Assignment. Throughout the entries below, report every line where "fold" is found.

Dataset content.
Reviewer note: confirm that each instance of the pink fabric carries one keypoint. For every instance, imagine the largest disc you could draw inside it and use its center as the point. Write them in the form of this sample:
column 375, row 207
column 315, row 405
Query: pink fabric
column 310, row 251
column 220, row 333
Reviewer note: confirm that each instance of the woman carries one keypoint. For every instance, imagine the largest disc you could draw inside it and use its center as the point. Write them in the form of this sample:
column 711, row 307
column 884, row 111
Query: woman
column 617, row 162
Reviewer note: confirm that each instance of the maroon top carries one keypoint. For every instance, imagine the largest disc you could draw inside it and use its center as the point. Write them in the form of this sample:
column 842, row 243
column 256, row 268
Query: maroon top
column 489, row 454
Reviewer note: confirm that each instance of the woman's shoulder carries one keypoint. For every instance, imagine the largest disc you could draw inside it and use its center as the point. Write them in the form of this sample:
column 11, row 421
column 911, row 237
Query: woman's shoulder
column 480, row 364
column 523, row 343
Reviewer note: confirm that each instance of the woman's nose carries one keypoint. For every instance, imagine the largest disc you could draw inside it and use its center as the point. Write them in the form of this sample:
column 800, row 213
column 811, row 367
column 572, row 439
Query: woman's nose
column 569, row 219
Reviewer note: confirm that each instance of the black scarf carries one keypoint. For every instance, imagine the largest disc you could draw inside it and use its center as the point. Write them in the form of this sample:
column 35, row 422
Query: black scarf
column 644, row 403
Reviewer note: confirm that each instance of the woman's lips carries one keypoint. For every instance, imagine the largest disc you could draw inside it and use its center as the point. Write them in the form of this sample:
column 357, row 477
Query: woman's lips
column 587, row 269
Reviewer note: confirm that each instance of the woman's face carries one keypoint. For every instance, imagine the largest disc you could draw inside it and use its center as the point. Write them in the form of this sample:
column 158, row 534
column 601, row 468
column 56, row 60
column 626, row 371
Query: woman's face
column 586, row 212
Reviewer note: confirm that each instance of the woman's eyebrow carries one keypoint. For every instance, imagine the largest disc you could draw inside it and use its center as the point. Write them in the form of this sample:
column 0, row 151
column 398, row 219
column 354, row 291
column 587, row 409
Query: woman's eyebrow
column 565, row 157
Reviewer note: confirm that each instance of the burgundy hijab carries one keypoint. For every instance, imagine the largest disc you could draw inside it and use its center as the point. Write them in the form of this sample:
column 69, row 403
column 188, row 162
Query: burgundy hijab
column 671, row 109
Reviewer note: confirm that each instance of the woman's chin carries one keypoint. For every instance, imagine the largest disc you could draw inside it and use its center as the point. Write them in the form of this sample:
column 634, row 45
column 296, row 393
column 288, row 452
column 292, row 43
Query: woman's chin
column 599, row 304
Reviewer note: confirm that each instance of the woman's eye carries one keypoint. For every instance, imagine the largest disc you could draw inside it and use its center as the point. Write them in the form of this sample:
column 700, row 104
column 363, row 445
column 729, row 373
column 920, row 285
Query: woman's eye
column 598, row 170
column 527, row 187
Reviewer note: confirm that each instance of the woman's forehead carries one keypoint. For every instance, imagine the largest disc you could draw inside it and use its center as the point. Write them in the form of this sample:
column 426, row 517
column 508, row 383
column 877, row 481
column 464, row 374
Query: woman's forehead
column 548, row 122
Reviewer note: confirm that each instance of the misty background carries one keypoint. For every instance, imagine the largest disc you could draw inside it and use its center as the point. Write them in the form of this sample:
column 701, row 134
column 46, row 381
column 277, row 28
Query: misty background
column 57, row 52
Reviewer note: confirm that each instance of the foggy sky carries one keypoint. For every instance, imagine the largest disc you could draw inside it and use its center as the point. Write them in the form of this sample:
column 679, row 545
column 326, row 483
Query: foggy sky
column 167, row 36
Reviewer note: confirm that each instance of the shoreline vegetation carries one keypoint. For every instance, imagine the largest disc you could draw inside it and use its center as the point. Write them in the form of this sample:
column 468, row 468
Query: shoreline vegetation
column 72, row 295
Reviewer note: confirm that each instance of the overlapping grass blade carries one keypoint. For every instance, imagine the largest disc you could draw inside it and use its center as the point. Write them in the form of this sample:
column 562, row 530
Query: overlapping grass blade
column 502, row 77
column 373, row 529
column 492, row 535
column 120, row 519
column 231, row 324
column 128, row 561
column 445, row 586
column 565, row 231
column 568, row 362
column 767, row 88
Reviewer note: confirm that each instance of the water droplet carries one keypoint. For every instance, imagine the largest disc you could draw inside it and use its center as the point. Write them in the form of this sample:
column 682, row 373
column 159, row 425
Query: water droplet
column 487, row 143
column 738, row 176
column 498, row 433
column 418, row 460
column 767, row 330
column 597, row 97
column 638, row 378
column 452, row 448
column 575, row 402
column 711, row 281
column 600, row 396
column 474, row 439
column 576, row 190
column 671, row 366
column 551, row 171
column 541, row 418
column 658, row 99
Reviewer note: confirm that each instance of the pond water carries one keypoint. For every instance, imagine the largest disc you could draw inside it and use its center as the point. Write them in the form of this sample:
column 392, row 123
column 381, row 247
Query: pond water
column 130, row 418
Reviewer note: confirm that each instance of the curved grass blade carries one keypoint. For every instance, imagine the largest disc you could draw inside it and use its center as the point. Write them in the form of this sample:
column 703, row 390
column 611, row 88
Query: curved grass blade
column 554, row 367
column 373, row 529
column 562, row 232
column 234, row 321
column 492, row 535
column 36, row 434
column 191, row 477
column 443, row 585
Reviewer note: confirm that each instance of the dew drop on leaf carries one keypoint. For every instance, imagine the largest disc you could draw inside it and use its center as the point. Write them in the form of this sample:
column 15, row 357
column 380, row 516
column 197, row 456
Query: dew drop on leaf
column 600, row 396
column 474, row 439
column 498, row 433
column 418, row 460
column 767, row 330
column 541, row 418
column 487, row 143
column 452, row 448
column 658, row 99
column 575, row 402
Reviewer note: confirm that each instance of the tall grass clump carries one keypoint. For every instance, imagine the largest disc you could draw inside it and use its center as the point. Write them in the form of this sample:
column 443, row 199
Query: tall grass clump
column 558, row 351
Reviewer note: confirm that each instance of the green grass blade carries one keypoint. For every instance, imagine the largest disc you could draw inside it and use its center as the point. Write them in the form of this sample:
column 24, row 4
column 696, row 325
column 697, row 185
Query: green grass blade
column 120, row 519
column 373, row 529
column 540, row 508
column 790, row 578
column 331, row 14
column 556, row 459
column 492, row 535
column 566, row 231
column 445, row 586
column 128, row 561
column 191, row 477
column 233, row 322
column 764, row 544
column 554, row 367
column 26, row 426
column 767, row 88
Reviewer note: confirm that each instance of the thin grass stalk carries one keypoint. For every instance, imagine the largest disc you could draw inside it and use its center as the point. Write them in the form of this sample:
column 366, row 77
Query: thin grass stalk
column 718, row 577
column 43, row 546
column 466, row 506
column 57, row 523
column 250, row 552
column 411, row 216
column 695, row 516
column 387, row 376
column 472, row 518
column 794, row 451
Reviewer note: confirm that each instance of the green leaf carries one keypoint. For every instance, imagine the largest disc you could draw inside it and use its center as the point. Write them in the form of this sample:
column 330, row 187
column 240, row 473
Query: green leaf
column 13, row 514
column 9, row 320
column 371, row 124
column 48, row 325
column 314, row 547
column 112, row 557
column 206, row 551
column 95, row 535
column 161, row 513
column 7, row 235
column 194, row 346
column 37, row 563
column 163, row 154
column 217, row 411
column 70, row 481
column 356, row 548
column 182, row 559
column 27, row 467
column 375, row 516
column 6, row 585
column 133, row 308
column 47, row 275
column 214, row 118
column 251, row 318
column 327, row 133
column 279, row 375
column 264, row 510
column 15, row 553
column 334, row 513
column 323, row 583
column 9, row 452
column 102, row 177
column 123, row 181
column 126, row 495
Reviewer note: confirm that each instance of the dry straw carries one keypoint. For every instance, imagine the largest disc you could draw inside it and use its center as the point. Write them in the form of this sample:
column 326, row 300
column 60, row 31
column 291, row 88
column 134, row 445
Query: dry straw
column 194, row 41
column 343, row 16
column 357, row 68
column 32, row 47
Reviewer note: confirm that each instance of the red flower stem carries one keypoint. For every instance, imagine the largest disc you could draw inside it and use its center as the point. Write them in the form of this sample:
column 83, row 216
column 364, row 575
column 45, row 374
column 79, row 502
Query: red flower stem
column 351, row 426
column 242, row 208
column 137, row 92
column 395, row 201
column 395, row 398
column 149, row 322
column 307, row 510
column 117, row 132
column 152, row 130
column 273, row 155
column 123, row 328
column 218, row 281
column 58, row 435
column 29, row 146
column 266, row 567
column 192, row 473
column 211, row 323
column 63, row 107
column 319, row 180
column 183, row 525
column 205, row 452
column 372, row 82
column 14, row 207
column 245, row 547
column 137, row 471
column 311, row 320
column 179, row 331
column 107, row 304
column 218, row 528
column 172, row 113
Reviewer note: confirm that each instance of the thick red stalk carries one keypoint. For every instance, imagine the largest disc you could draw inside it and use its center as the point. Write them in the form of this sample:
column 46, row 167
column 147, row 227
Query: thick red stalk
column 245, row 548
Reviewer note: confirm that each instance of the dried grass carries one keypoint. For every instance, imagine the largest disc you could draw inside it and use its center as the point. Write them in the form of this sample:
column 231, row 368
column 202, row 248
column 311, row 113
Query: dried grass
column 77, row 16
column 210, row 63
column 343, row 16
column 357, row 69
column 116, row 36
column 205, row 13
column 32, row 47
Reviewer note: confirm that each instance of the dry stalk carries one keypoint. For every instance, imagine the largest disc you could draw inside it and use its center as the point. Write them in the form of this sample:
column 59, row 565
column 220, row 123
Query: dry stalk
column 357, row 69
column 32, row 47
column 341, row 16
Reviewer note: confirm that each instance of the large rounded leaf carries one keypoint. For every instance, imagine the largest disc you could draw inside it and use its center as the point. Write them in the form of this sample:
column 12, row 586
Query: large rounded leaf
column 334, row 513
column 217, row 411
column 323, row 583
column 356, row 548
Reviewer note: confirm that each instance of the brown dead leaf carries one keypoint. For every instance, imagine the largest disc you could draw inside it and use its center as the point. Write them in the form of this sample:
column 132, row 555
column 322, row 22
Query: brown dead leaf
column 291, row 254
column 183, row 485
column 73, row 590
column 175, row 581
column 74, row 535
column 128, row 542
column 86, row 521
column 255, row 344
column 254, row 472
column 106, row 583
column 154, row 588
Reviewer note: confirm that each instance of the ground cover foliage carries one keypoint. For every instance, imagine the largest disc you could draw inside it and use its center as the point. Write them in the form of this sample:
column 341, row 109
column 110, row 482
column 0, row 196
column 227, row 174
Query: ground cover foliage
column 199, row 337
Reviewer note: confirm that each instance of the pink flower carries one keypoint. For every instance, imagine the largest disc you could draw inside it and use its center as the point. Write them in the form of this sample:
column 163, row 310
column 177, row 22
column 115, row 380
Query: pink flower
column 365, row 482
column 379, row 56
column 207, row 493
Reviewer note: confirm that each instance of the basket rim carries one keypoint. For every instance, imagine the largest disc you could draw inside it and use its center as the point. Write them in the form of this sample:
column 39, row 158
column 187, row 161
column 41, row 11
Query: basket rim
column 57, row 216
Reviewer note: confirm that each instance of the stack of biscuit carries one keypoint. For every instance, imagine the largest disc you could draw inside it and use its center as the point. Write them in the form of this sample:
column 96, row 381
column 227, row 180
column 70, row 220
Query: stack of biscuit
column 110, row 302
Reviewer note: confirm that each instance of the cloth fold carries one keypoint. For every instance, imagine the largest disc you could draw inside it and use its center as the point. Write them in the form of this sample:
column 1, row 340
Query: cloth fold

Result for this exercise.
Reviewer note: confirm that each instance of the cloth fold carries one keypoint. For every instance, imagine the largest disc you could draw inside it and use its center as the point. Write them in the form of this sample:
Query: cloth fold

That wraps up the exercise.